**What to do:**
(1) In the abstract on ethanol production by Thermoanaerobacter strain AK5, at what initial glucose concentration did end-product formation level off?
(2) For each statement below, say whether it agrees with the abstract on ethanol production by Thermoanaerobacter strain AK5, and quote the words from the abstract that decide it. (a) Chemical pretreatment substantially increased ethanol yields from cellulose. (b) Lowering the liquid–gas ratio during growth on glucose shifted production toward more acetate and less ethanol. (c) The lowest ethanol yields were obtained on wheat straw.

**Text for analysis:**
Ethanol Production from Sugars and Complex Biomass by Thermoanaerobacter AK5: The Effect of Electron-Scavenging Systems on End-Product Formation

Abstract

The ethanol production capacity from sugars and lignocellulosic biomass hydrolysates by Thermoanaerobacter strain AK5 was studied in batch cultures. The strain converts various carbohydrates to acetate, ethanol, hydrogen, and carbon dioxide. Maximum ethanol yields on glucose and xylose were 1.70 and 1.35 mol (mol sugars)−1, respectively. Increased initial glucose concentration inhibited glucose degradation and end-product formation leveled off at 30 mM. Cultivation of the strain with decreased liquid–gas (L-G) ratios on glucose resulted in a shift to more acetate and less ethanol. End-product formation from glucose was further manipulated by adding extracellular electron acceptor (thiosulfate) or using a coculture of hydrogenotrophic methanogen. In both cases, the hydrogen-scavenging systems resulted in a dramatic shift from ethanol to acetate. Ethanol production from 4.5 g L–1 of complex biomass hydrolysates (grass, hemp, wheat straw, newspaper, and cellulose) pretreated with acid (0.50% H2SO4), alkali (0.50% NaOH), and without acid/alkali (control) and the enzymes Celluclast and Novozymes 188 (0.1 mL g–1 dry weight (dw); 70 and 25 U g–1 of Celluclast and Novozyme 188, respectively) was investigated. Highest ethanol yields (27.5 mM; 5.5 mM (g biomass)−1) were obtained on cellulose but lowest on hemp leafs (5.1 mM; 0.8 mM g–1). Chemical pretreatment increased ethanol yields substantially from lignocellulosic biomass but not from cellulose. The most-pronounced increase was on straw hydrolysates, where ethanol production increased from 5.5 mM to 15.2 mM on alkali-pretreated biomass. Ethanol yields were increased from 5.5 mM to 7.7 mM g–1 on cellulose by decreasing the hydrolysate concentration to 2.25 g L–1, because of incomplete glucose degradation in the higher-loaded system.

**Material supplied:**
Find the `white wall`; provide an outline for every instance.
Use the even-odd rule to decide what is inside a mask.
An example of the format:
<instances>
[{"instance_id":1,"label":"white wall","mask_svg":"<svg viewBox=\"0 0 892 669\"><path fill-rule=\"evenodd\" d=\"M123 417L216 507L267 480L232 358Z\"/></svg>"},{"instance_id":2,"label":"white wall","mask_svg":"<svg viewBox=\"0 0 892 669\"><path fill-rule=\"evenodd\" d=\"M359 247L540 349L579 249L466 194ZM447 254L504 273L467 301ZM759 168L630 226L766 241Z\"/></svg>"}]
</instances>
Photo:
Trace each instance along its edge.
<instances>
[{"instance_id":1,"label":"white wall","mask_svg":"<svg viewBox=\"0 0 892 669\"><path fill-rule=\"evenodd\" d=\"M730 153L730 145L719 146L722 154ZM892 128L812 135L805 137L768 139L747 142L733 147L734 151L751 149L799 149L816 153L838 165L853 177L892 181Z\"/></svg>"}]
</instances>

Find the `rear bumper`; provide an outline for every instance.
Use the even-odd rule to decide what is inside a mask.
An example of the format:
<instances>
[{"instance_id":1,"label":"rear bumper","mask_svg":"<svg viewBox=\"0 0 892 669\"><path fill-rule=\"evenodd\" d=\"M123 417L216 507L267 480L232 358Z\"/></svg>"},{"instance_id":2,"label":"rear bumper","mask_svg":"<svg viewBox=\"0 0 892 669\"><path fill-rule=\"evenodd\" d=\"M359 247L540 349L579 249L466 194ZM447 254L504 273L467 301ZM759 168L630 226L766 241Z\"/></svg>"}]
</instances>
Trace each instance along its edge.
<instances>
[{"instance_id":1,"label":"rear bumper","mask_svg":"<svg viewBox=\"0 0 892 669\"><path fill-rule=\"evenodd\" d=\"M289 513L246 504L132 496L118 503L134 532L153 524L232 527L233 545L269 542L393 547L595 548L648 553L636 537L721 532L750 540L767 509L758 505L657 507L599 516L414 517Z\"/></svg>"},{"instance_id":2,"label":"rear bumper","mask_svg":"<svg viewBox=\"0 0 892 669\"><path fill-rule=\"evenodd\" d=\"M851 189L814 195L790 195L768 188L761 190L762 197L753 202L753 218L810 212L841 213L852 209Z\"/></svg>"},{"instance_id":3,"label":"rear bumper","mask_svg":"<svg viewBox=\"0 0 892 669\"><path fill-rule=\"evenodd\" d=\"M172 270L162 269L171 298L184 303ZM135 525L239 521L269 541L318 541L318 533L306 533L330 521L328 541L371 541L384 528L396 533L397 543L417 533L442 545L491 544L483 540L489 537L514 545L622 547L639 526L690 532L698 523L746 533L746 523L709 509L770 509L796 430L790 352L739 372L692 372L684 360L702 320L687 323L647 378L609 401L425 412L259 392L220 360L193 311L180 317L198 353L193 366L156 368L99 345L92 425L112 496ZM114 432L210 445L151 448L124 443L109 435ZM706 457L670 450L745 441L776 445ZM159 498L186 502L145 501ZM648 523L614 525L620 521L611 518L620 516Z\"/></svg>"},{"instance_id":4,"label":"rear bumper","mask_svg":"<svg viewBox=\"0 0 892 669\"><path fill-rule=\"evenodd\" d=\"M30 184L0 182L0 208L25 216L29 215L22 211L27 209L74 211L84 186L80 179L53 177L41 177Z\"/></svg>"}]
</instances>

* * *

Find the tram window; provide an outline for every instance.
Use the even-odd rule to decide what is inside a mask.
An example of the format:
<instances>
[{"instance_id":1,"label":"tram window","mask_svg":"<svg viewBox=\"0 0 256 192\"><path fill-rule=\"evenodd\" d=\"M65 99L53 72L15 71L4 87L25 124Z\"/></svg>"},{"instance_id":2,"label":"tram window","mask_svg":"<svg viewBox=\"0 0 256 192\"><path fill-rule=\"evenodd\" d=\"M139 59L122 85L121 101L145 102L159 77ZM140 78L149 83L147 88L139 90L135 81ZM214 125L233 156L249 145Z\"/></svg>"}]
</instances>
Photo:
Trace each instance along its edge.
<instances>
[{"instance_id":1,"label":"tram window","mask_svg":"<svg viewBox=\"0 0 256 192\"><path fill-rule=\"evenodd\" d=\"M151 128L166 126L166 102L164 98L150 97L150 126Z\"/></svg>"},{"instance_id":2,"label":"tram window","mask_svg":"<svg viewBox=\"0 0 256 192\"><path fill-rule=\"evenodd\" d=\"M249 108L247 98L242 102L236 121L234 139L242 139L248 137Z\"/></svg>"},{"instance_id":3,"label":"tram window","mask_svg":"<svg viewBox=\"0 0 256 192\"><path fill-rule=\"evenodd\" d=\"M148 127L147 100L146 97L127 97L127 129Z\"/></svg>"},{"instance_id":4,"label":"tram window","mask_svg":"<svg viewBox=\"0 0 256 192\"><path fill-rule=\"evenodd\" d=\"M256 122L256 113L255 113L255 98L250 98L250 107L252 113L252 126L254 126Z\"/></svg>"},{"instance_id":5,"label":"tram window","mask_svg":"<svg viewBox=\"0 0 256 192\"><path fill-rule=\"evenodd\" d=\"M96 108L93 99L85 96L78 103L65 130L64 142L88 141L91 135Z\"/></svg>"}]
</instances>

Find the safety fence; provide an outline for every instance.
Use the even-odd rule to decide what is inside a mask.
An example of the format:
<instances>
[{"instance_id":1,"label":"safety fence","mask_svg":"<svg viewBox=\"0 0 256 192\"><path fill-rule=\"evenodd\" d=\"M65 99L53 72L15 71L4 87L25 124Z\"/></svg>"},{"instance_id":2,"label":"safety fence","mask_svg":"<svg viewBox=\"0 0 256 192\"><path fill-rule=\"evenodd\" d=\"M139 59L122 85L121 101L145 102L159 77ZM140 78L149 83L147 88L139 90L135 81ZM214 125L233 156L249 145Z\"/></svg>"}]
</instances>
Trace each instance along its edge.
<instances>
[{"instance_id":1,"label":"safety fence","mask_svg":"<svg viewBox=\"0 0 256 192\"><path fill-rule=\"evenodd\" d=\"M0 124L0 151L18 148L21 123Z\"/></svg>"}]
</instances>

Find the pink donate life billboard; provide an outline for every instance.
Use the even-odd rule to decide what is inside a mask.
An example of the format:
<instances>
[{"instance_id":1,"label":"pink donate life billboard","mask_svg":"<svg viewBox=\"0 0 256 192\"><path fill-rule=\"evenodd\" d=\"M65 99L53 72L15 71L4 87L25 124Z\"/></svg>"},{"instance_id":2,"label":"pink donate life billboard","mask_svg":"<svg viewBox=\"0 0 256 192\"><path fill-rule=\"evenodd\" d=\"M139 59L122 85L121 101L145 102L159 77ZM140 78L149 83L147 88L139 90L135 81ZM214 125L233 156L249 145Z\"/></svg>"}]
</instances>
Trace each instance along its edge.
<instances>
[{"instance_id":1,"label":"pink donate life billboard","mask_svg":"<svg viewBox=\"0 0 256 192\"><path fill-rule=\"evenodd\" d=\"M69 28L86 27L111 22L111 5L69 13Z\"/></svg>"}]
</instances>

**Task responses:**
(1) 30 mM

(2)
(a) No: "Chemical pretreatment increased ethanol yields substantially from lignocellulosic biomass but not from cellulose."
(b) Yes: "Cultivation of the strain with decreased liquid–gas (L-G) ratios on glucose resulted in a shift to more acetate and less ethanol."
(c) No: "Highest ethanol yields (27.5 mM; 5.5 mM (g biomass)−1) were obtained on cellulose but lowest on hemp leafs (5.1 mM; 0.8 mM g–1)."